#### Your task:
Output, with no changes, the span of lines that opens with the line containing "point_to MUST return one point per instance of the white shirt" and closes with the last line.

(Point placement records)
--- begin ---
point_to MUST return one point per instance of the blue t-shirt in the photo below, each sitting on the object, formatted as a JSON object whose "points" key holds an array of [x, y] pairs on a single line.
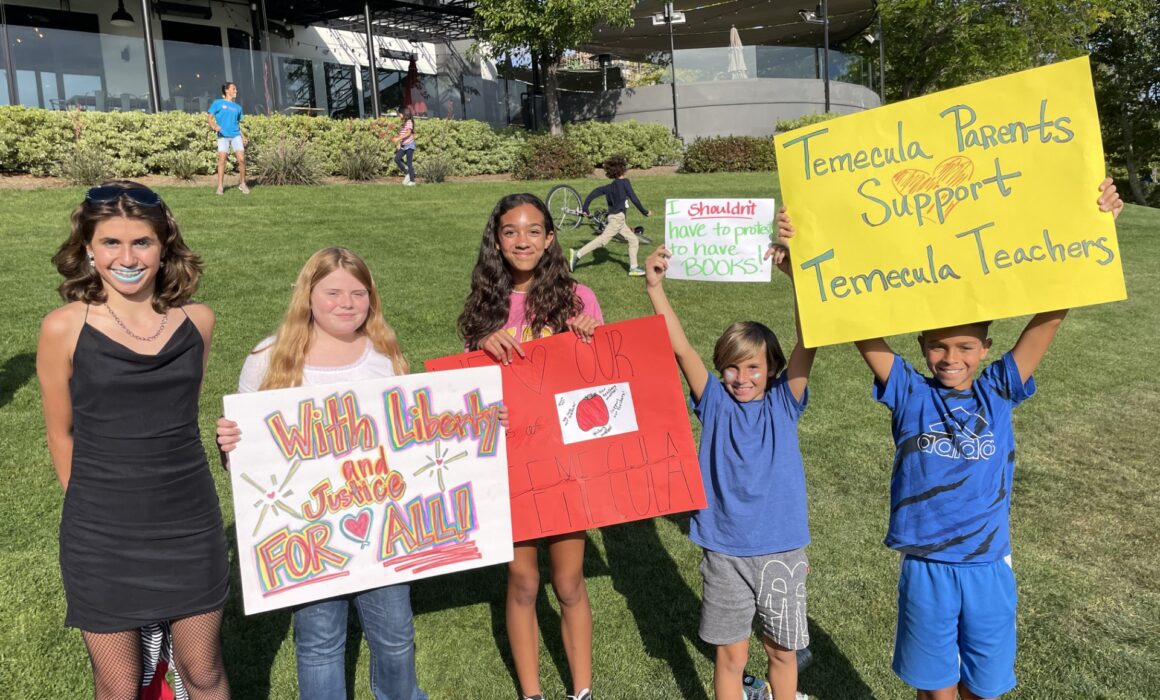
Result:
{"points": [[954, 462], [752, 469], [227, 115]]}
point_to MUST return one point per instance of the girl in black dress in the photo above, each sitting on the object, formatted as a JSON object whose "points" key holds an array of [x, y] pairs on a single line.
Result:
{"points": [[121, 368]]}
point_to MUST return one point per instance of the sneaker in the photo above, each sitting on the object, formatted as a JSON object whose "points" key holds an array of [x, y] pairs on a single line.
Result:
{"points": [[755, 688], [805, 657]]}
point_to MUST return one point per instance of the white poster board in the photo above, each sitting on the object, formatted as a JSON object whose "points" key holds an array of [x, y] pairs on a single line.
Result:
{"points": [[343, 488], [719, 240]]}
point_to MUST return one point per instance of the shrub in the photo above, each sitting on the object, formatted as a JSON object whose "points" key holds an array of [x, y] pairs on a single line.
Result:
{"points": [[644, 145], [288, 161], [435, 168], [550, 158], [803, 121], [730, 154], [86, 164], [186, 165]]}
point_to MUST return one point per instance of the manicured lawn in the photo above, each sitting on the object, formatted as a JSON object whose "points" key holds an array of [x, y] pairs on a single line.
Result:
{"points": [[1086, 504]]}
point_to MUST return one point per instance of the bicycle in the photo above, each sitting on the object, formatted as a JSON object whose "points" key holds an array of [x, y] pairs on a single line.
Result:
{"points": [[566, 207]]}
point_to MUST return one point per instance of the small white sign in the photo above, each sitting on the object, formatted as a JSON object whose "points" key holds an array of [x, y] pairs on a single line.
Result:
{"points": [[595, 412], [719, 240]]}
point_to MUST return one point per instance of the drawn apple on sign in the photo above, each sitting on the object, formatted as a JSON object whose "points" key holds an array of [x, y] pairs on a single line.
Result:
{"points": [[592, 412]]}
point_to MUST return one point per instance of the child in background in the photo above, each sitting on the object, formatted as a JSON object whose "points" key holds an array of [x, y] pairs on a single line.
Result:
{"points": [[950, 499], [754, 528], [617, 194], [521, 290], [405, 146]]}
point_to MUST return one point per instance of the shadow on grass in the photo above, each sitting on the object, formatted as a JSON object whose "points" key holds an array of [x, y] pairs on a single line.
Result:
{"points": [[15, 373], [251, 644], [665, 608], [831, 675], [488, 586]]}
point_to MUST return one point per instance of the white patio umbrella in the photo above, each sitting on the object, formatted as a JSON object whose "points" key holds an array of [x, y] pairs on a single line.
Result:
{"points": [[737, 70]]}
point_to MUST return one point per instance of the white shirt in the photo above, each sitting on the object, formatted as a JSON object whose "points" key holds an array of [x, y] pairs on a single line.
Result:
{"points": [[369, 366]]}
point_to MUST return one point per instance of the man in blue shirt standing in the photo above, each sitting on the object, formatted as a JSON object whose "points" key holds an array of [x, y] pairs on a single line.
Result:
--- end ---
#### Exercise solution:
point_to MUST return one point per instance of the white shirt in the photo above, each sitting on the object, formatted as a JSON object whose "points" key holds an array of [x, y] pairs on a single line.
Result:
{"points": [[369, 366]]}
point_to MUST return one point per instance of the man in blue shirt standing in the photo above, each sitting on the object, formatted as a JSON object whose "points" key holds an array of [x, y] pairs on a single line.
Result:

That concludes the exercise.